• _WORK TO COMPLETE_:
Reproduce the forum discussion about the Diedne word for word, from "One possibility is" up to and including "restart the house.".

• _EXTRACT PROVIDED_:
========================================================================
One possibility is to use an initiatory method and have mundanes keep their secrets- it seems weak, but (especially if the magi are going to reincarnate) doable, since the Order tends to overlook mundanes. A score of mundanes with an initiatory tradition and a small library of books hidden away however can easily restart the house.

1 Like

Some fascinating ideas bouncing around here.

I agree that there would be a reason underlying their actions. Toolkit questions; what do you want, and what will you do to get it?

There could always be the possibility that, rather than dying to accomplish something, they died to prevent something worse than the Schism War? Possibly something that they and/or the Criamon saw coming? This needn’t be a vision of the future as such, maybe a philosophical realisation. For example, the conclusion that the Order, like any organisation built by humans, will likely weaken and eventually fail, and its potential be forever lost. The foreseen way to save something might be to pre-emptiively reincarnate as a decentralised anarchy; a theoretically perfect non-organisation, likely achievable only through advanced (magickal?) mutual understanding? Of course, all invested in the status quo would be immediately opposed to such an idea, which could easily be interpreted as scheming to undermine or destroy the Order. Should the Tremere learn of such an idea, whether or not the Diedne had decided to carry it out, how would they react?
========================================================================
• _EXCERPTED RECORDS_:
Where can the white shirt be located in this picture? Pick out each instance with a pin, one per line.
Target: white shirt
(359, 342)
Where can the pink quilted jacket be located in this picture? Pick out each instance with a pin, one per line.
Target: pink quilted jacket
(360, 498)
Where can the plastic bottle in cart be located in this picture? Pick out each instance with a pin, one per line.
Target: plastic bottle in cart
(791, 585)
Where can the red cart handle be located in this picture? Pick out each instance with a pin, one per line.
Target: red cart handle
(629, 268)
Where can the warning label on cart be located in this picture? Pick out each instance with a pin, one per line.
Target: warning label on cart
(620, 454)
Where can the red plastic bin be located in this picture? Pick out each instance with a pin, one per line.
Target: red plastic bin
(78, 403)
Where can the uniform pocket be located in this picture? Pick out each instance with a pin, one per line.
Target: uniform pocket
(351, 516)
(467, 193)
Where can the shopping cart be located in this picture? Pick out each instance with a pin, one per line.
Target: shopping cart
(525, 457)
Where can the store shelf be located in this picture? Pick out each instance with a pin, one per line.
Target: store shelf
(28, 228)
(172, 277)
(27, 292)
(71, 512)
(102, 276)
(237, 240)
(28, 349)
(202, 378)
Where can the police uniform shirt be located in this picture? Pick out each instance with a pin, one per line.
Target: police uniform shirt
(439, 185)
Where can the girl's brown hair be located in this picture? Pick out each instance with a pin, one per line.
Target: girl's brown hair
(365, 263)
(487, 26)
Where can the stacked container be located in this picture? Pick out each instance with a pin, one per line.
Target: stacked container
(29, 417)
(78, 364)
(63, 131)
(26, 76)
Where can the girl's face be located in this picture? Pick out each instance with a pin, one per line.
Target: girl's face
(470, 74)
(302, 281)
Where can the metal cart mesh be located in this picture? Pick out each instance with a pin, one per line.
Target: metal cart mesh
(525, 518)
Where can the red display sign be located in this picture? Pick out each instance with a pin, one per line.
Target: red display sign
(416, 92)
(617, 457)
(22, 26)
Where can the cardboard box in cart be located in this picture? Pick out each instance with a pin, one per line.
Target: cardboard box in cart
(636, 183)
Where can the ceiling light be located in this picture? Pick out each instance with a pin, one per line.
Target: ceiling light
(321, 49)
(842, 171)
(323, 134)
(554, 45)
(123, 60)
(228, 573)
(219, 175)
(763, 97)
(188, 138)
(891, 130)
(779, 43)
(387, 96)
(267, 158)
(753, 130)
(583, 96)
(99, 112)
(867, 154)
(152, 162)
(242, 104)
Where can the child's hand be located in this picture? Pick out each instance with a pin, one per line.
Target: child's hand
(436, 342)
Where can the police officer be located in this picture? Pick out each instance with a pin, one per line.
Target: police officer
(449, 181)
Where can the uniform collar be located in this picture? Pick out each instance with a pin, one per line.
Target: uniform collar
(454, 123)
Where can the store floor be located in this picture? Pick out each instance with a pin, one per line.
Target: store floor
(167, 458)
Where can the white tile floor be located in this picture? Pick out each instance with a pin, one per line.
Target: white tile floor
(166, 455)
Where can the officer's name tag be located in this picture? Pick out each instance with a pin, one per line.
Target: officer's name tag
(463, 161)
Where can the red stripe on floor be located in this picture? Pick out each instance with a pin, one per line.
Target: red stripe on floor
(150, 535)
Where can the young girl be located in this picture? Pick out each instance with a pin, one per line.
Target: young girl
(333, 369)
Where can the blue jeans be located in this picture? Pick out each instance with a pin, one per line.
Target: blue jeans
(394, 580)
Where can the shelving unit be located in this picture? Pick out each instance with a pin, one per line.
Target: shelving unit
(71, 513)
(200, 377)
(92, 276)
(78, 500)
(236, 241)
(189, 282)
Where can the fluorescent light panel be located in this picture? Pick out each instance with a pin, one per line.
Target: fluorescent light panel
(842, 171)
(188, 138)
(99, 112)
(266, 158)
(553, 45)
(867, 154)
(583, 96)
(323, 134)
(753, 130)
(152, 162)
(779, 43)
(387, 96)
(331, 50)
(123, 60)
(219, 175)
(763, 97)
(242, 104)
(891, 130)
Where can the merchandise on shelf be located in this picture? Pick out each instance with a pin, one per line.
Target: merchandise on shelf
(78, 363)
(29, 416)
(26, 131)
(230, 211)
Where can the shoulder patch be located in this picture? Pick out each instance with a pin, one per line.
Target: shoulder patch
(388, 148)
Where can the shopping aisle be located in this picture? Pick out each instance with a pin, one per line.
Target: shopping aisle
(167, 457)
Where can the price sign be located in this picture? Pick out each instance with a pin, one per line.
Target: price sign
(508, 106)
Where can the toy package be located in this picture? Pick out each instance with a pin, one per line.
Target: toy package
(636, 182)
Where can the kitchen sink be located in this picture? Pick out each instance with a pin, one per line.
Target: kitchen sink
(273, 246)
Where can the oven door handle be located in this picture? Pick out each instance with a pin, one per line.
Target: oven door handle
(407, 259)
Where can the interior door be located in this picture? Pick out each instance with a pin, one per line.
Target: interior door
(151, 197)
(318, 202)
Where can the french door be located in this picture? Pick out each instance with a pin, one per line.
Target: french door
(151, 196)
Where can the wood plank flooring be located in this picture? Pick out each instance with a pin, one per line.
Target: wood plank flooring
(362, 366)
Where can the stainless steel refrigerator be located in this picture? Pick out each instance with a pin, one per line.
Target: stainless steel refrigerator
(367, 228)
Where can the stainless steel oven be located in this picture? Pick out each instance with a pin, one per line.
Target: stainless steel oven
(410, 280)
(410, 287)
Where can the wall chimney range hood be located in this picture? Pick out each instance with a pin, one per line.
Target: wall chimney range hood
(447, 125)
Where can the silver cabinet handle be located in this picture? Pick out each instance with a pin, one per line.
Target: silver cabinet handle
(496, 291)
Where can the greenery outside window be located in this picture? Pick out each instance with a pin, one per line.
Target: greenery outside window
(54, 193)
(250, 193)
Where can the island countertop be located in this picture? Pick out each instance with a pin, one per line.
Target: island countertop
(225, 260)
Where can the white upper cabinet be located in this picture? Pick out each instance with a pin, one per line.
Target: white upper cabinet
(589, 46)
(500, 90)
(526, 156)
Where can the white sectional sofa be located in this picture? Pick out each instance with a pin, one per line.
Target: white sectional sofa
========================================================================
• _EXERCISE ANSWER_:
One possibility is to use an initiatory method and have mundanes keep their secrets- it seems weak, but (especially if the magi are going to reincarnate) doable, since the Order tends to overlook mundanes. A score of mundanes with an initiatory tradition and a small library of books hidden away however can easily restart the house.